Say whether each statement agrees with the ATC Connect recommendation engine text below, answering yes or no and quoting the deciding words. (a) The engine built for the app is a hybrid recommendation engine. (b) Recommendation engines were first developed as a necessity. (c) The ATC Connect app is meant for employees only.

Quoted passage:

╭──

?

ATC Connect Recommendation Engine

A hybrid recommendation engine was built for recommending relevant articles to the users of the WWT ATC Connect mobile app.

World Wide Technology (WWT) developed the mobile application ATC Connect to provide customers and employees easy access to all aspects of the WWT Advanced Technology Center (ATC). In this white paper, you will learn how WWT developers and engineers use recommendation engine technology to serve up relevant articles and blog posts to users.

Abstract

Recommendation engines have become a staple for any website or mobile app offering content/products to its users. In the digital age, when users have access to large amounts of information, it is of utmost importance that a service provides relevant content/products to its users. World Wide Technology (WWT) has developed a mobile application named “ATC Connect” to provide customers and employees easy access to all aspects of the Advanced Technology Center (ATC). A key goal of the ATC connect application is to engage customers with the ATC capabilities and enhance their experience at Executive Briefing Councils (EBCs). A major feature of the application provides access to relevant articles and blog posts that may be of interest to a prospective or current customer. In this paper, a hybrid recommendation engine is built for recommending relevant articles to the users of the WWT ATC Connect mobile app.

Business justification

Recommendation engines are algorithms that are used to recommend relevant content to the end user. Recommendation engines were initially developed as a distinguishing feature of a software product, but in today’s digital age they have become a necessity. This necessity, however, comes with its own challenges. First, relevant content is a very subjective term, and differs for each user based on his/her personal preferences. This requires development of an algorithm that understands the consumer and recommends content tailored to meet their needs.

Recommendation systems are widely used by Internet companies like Amazon and Netflix. They have become an important research topic in data science and decision support systems. These systems make use of the massive and detailed data captured by these internet majors in order to analyze the browsing/purchasing patterns and profile them accordingly. This understanding of consumer behavior is then used by the algorithm to make customized recommendations of products which are more likely to be purchased by a user.

╰──

Available data:
╭──

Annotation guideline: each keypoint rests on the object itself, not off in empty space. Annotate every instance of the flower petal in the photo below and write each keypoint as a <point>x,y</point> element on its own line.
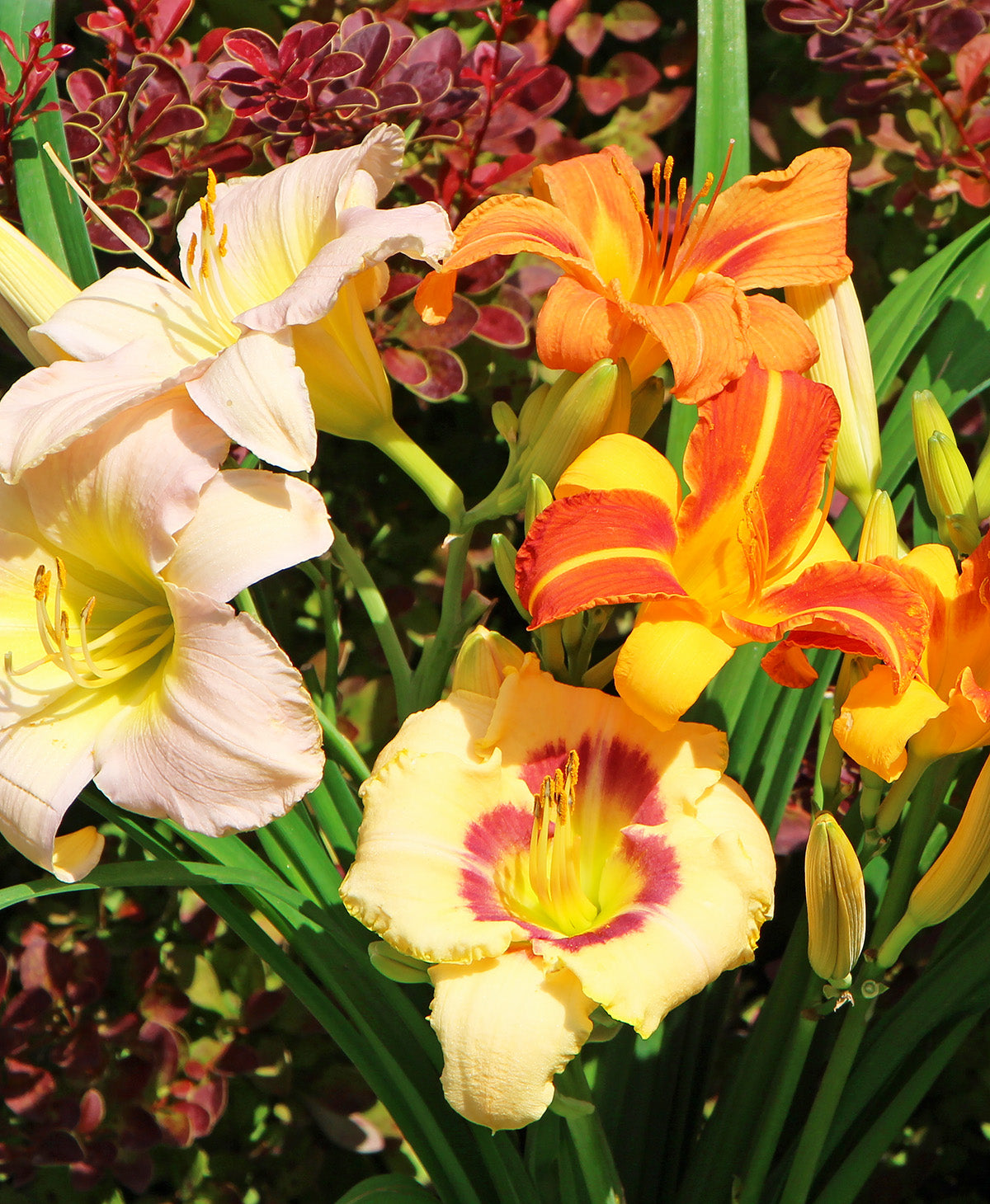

╰──

Reply:
(a) Yes: "a hybrid recommendation engine is built for recommending relevant articles to the users of the WWT ATC Connect mobile app."
(b) No: "Recommendation engines were initially developed as a distinguishing feature of a software product"
(c) No: "to provide customers and employees easy access to all aspects of the Advanced Technology Center (ATC)"